§ Talimatlar ve koşullar
Lütfen aşağıdaki unutulmaz ziyaret yazısını hiçbir değişiklik yapmadan baştan sona aynen yazın.

§ Verilen metin
=-=-=
Top
Ünal Bolat

Ünal Bolat

unal.bolat@tg.com.tr

13/07/2020

Unutulmaz bir ziyaret...

“O gün öyle hoş bir gün yaşadık ki hayali cihan değer. Allah hepsinden razı olsun...”
 
 
Bülent Gencer Abiyle 1963 senelerinde Maltepe Zırhlı Tugayı’nda aynı birlikteydik. Benim sebeb-i saadetimdir. Bir gün: “Metin’ciğim bir pazar günü Hocamız ailecek size gelecekler” dedi. “Abi buyursunlar” dedim.
O pazar günü baktım Kadıköy Yakacık arası çalışan yolcu minibüsü Soğanlı Caddesi güzergâhı yerine lojmanın içine girip kapımızın önünde durdu.
Minibüsten, önce Bülent Abi indi. Minibüsün kapısını açtılar. Hocamız ve ailesi de indiler. Kendilerini misafir ettik. Eve gelince Hocamız Hüseyin Hilmi Işık Efendi dedi ki: “Efendim bakın kitabın faydaları. Çantaya birkaç kitap koydum. Yolda bazı yolcular vardı kitapları da onlara verdim. Şoföre de verdim. Şoför Allah razı olsun kapınıza kadar getirdi...”
Kendilerini buyur ettim. Kısa bir hâl hatırdan sonra bir tahta kahveci sandalyesi vardı ona oturup kitap yazma ile meşgul olmaya başladılar. 
Yemek zamanı geldi. Tabii yeni evliyiz, evde masa sandalye yok. Elektrik su yok. Bir sofra bezi üzerine kalbur koyup, üzerine sini ile yemekleri getirdim. İbrikle su getirdim. Ellerini yıkadılar ve yer sofrasına oturdular... Yemeğe başlamadan “Efendim siz çok şanslısınız. Bakın Yakacık’ın dibinde oturuyorsunuz. Yakacık’ın güzel suyunu içiyorsunuz” diye iltifat ettiler. “Efendim sabah namazına kalkınca çeşmeden birkaç kova içme suyu alıyoruz. Kullanma sularımızı da CEMSE ile askerler getiriyor” dedim. “Çok iyi” dediler. Yemeğe başlarken “müminler suyun da yağın da en güzeline layıktır. Sağlıklı olmak için mümkün ise tereyağı ile zeytinyağı tercihi iyi olur” buyurdular. Dedim ki: “Efendim yemekleri nebati yağı ile yapmıştık.”
=-=-=
§ Veri kümesi

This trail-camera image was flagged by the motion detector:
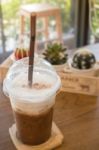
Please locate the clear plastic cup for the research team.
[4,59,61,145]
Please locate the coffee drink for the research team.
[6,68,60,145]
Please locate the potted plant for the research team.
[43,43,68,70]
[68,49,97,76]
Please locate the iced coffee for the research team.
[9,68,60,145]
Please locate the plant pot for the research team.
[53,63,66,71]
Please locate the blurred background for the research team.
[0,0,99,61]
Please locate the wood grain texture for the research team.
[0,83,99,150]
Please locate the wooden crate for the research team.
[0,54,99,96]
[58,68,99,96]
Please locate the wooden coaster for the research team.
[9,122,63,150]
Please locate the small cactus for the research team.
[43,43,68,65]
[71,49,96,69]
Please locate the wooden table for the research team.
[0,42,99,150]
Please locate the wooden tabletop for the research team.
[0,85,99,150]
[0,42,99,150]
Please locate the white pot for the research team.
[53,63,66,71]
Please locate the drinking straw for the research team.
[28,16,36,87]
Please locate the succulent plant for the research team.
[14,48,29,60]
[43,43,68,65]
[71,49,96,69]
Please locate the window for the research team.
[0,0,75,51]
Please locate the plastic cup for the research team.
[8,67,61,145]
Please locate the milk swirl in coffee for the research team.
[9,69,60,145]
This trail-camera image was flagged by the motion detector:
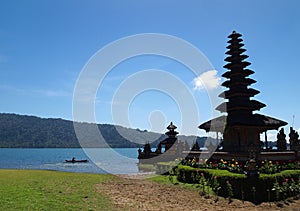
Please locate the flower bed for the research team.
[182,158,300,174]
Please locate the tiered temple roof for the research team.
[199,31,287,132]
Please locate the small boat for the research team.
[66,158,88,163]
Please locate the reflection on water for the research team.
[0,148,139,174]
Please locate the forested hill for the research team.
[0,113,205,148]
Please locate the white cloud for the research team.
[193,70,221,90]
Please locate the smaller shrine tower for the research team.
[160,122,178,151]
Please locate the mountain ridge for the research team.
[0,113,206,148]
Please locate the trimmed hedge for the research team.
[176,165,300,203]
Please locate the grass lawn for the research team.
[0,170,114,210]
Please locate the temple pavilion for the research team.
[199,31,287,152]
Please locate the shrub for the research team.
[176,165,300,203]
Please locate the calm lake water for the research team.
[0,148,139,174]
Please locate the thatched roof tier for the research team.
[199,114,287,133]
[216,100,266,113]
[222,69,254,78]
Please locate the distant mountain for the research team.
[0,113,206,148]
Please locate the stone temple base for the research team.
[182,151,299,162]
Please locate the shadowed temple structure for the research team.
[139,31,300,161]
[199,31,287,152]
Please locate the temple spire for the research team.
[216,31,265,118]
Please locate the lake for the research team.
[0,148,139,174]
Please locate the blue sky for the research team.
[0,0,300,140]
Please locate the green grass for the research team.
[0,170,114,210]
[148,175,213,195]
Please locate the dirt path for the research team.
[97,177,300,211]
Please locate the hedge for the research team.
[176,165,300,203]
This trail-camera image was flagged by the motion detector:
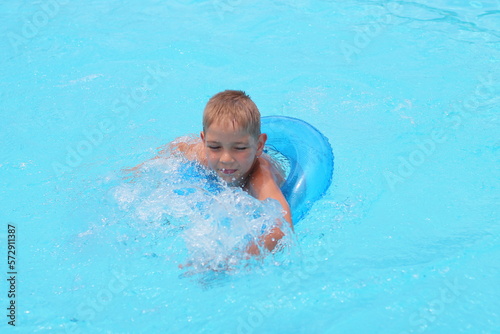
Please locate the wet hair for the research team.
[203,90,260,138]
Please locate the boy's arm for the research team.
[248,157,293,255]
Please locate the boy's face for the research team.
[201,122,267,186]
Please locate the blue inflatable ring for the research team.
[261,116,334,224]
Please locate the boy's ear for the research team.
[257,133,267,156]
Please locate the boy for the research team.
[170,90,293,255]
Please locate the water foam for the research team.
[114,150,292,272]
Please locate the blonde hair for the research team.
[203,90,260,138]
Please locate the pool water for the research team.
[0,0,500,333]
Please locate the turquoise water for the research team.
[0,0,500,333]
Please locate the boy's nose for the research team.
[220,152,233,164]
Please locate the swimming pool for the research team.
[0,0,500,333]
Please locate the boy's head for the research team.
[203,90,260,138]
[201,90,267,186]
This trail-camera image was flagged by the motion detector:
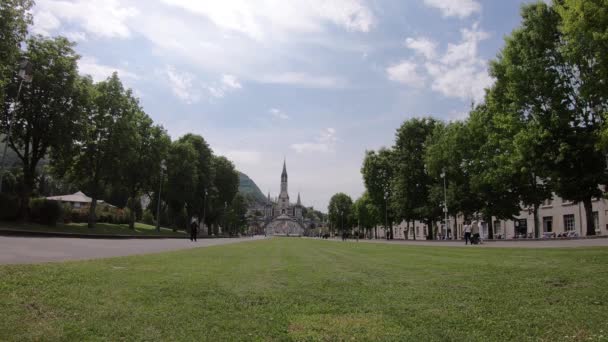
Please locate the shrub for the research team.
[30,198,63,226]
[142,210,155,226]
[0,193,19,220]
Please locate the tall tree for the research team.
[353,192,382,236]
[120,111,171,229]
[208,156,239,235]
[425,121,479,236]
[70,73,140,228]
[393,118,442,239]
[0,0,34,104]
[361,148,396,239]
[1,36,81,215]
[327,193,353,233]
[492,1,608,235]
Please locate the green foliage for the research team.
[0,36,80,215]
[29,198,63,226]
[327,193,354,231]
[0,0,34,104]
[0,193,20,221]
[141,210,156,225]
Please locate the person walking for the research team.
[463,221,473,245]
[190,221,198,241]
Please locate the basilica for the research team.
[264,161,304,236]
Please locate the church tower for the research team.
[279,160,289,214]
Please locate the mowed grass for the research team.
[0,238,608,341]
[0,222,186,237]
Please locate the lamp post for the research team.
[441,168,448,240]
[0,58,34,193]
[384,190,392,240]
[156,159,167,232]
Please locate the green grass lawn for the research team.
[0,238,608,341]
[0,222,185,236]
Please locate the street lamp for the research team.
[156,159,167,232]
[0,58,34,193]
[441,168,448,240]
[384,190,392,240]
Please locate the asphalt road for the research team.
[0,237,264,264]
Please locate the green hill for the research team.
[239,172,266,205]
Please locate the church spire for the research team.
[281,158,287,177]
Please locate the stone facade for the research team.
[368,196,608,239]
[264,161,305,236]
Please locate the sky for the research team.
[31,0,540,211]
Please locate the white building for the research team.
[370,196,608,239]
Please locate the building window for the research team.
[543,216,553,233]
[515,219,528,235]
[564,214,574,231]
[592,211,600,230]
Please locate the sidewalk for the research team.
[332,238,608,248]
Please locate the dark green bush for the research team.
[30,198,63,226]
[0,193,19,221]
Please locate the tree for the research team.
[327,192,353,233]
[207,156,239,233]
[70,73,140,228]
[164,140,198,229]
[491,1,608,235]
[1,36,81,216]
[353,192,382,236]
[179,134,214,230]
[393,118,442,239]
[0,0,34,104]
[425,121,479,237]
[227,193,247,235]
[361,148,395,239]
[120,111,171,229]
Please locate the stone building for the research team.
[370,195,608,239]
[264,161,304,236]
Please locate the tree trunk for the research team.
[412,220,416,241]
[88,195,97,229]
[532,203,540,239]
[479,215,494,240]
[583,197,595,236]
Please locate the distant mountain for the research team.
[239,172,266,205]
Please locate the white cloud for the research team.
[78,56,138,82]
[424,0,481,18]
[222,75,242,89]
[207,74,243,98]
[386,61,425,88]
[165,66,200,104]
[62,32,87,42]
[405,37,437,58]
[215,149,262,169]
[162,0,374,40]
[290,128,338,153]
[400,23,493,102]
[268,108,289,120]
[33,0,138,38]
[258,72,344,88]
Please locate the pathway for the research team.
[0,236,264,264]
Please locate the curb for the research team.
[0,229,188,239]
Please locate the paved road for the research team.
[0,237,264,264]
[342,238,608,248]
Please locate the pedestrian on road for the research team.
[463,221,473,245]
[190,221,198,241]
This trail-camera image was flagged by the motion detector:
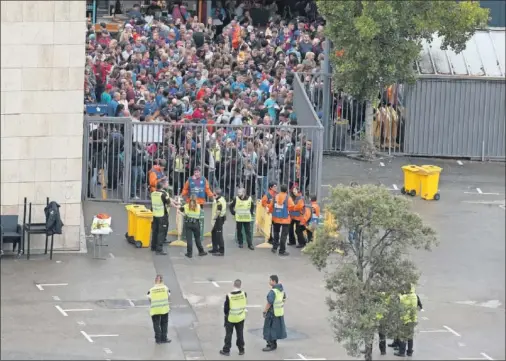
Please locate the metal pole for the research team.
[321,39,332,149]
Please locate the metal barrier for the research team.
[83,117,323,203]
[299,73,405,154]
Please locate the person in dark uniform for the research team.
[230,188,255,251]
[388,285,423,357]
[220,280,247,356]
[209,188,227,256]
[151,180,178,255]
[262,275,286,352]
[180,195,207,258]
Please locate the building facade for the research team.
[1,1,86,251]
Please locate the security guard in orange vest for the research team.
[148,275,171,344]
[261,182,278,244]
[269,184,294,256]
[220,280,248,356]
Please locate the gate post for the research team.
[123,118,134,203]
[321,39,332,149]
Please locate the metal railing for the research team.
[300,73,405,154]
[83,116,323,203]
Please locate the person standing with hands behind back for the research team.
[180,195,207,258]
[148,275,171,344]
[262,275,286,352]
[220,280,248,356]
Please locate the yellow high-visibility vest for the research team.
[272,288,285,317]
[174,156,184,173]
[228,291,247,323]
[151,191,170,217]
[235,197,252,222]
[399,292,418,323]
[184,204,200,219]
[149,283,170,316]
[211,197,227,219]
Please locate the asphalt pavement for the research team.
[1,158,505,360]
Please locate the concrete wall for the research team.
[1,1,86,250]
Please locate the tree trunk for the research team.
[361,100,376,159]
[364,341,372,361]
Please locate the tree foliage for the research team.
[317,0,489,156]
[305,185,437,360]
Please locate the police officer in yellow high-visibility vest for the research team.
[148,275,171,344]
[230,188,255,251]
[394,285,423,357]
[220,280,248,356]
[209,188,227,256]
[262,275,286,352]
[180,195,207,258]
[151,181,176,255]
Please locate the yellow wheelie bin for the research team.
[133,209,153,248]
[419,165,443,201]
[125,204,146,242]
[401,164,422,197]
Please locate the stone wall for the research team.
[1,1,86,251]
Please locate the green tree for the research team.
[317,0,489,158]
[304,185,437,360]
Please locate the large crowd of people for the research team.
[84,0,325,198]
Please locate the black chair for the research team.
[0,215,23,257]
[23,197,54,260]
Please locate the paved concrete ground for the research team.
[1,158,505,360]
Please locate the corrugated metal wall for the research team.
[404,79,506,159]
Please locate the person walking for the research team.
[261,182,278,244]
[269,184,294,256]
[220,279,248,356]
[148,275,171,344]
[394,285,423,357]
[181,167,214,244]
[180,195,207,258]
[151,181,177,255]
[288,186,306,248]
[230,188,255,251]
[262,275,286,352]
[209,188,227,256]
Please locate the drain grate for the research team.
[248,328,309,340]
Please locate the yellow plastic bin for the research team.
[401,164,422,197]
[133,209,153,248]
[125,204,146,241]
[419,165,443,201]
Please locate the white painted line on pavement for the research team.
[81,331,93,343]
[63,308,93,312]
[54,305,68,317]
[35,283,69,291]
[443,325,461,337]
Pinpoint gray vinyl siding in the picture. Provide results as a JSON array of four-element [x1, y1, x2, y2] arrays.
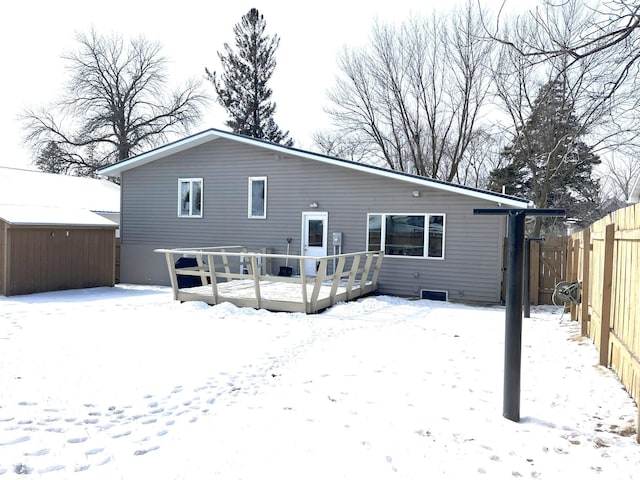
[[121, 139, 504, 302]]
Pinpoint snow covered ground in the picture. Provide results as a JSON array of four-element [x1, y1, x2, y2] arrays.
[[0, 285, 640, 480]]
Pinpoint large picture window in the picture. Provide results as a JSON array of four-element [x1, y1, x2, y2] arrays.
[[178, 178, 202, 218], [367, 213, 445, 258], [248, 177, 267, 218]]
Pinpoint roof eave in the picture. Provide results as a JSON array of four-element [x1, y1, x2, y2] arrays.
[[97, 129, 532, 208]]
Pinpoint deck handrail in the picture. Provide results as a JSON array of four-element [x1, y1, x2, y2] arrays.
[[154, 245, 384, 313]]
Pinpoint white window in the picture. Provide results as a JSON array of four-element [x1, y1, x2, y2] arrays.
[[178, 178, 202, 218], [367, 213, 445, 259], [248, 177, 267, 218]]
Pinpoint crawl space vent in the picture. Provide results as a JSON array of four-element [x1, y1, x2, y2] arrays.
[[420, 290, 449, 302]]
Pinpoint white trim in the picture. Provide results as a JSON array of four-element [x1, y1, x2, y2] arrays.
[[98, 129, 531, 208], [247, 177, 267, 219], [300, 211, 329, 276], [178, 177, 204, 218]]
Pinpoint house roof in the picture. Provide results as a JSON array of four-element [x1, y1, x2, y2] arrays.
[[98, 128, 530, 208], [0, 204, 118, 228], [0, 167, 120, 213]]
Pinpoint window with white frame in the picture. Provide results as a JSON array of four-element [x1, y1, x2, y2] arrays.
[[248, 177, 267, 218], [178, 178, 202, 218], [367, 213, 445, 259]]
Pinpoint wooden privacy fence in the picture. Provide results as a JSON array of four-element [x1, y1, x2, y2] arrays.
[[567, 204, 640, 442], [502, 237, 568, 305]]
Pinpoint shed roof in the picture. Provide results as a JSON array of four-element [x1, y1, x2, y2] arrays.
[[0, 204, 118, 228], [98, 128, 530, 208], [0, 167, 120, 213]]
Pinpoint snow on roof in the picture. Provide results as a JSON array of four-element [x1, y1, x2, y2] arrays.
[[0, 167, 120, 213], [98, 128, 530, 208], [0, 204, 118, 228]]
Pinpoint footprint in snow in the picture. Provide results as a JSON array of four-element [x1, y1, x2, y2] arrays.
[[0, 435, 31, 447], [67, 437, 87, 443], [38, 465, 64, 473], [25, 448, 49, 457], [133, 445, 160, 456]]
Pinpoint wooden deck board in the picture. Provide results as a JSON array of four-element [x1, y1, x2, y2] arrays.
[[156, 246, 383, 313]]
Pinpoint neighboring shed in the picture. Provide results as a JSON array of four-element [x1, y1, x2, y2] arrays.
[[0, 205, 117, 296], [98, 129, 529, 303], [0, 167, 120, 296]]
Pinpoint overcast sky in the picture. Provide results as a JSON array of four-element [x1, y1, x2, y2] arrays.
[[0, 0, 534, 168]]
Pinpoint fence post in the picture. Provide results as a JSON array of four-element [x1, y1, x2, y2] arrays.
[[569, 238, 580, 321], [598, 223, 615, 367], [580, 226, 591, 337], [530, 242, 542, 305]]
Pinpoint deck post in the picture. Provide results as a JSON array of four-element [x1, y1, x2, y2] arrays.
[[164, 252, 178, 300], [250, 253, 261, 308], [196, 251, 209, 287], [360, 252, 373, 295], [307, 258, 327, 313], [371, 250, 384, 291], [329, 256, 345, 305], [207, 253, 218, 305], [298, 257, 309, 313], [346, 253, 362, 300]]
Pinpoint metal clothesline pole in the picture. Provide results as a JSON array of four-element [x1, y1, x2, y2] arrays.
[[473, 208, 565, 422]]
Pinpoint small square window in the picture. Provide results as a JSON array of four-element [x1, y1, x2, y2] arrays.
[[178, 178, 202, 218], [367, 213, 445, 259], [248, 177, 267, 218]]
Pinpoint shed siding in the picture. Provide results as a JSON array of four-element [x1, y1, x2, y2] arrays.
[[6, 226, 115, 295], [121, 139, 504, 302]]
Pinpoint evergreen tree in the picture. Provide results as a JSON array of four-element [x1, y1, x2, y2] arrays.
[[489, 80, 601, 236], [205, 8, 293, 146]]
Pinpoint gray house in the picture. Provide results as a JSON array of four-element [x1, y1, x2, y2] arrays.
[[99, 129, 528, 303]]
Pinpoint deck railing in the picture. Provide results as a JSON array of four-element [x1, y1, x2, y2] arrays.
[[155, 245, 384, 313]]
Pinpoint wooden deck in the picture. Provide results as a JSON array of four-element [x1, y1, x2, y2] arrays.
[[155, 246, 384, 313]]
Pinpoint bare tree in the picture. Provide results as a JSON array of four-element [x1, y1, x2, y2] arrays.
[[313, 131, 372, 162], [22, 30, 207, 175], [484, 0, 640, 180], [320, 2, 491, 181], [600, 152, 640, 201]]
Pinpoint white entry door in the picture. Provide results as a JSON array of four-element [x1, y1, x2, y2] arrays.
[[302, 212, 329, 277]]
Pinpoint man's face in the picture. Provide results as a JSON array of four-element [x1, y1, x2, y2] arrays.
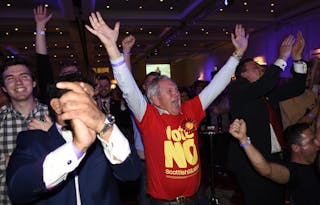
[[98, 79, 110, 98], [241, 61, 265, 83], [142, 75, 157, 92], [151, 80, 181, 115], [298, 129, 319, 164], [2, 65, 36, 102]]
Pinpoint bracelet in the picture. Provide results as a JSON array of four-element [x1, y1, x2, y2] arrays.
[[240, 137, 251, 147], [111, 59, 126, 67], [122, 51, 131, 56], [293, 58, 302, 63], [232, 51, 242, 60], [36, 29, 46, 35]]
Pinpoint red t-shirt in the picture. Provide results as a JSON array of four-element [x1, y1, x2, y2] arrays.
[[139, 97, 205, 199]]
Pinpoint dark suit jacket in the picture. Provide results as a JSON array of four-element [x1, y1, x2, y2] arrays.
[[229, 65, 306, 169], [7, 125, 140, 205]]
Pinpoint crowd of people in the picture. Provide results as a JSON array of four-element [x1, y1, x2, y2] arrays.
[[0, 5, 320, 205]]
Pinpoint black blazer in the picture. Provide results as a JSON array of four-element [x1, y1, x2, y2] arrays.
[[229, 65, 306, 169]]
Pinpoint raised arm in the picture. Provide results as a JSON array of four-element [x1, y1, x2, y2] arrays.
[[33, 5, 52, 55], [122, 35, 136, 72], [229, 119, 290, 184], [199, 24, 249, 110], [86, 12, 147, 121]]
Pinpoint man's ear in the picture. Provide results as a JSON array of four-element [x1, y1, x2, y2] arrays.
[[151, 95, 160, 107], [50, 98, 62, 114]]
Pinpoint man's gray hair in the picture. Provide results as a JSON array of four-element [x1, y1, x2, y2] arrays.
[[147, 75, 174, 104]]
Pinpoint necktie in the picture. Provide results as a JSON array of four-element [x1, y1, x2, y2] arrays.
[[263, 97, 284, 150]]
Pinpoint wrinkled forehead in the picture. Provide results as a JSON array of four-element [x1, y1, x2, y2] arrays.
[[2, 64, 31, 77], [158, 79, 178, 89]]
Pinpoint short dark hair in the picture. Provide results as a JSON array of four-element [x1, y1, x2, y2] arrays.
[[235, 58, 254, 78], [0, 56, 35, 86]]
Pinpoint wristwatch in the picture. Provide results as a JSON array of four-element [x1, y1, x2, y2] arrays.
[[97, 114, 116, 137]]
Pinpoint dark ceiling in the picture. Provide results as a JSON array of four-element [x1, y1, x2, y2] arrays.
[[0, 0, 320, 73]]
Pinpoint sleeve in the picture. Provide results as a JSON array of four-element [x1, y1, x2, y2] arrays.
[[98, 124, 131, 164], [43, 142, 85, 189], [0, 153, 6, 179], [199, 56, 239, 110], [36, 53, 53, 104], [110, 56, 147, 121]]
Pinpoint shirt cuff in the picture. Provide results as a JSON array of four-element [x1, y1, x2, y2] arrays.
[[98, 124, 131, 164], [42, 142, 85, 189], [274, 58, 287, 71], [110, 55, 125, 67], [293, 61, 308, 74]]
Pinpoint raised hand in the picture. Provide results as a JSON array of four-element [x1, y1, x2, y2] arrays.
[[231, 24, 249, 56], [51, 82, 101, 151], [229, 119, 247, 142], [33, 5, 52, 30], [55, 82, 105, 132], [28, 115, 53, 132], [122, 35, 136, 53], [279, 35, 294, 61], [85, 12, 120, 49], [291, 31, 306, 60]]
=-=-=
§ Örnek çözüm
Top
Ünal Bolat

Ünal Bolat

unal.bolat@tg.com.tr

13/07/2020

Unutulmaz bir ziyaret...

“O gün öyle hoş bir gün yaşadık ki hayali cihan değer. Allah hepsinden razı olsun...”
 
 
Bülent Gencer Abiyle 1963 senelerinde Maltepe Zırhlı Tugayı’nda aynı birlikteydik. Benim sebeb-i saadetimdir. Bir gün: “Metin’ciğim bir pazar günü Hocamız ailecek size gelecekler” dedi. “Abi buyursunlar” dedim.
O pazar günü baktım Kadıköy Yakacık arası çalışan yolcu minibüsü Soğanlı Caddesi güzergâhı yerine lojmanın içine girip kapımızın önünde durdu.
Minibüsten, önce Bülent Abi indi. Minibüsün kapısını açtılar. Hocamız ve ailesi de indiler. Kendilerini misafir ettik. Eve gelince Hocamız Hüseyin Hilmi Işık Efendi dedi ki: “Efendim bakın kitabın faydaları. Çantaya birkaç kitap koydum. Yolda bazı yolcular vardı kitapları da onlara verdim. Şoföre de verdim. Şoför Allah razı olsun kapınıza kadar getirdi...”
Kendilerini buyur ettim. Kısa bir hâl hatırdan sonra bir tahta kahveci sandalyesi vardı ona oturup kitap yazma ile meşgul olmaya başladılar. 
Yemek zamanı geldi. Tabii yeni evliyiz, evde masa sandalye yok. Elektrik su yok. Bir sofra bezi üzerine kalbur koyup, üzerine sini ile yemekleri getirdim. İbrikle su getirdim. Ellerini yıkadılar ve yer sofrasına oturdular... Yemeğe başlamadan “Efendim siz çok şanslısınız. Bakın Yakacık’ın dibinde oturuyorsunuz. Yakacık’ın güzel suyunu içiyorsunuz” diye iltifat ettiler. “Efendim sabah namazına kalkınca çeşmeden birkaç kova içme suyu alıyoruz. Kullanma sularımızı da CEMSE ile askerler getiriyor” dedim. “Çok iyi” dediler. Yemeğe başlarken “müminler suyun da yağın da en güzeline layıktır. Sağlıklı olmak için mümkün ise tereyağı ile zeytinyağı tercihi iyi olur” buyurdular. Dedim ki: “Efendim yemekleri nebati yağı ile yapmıştık.”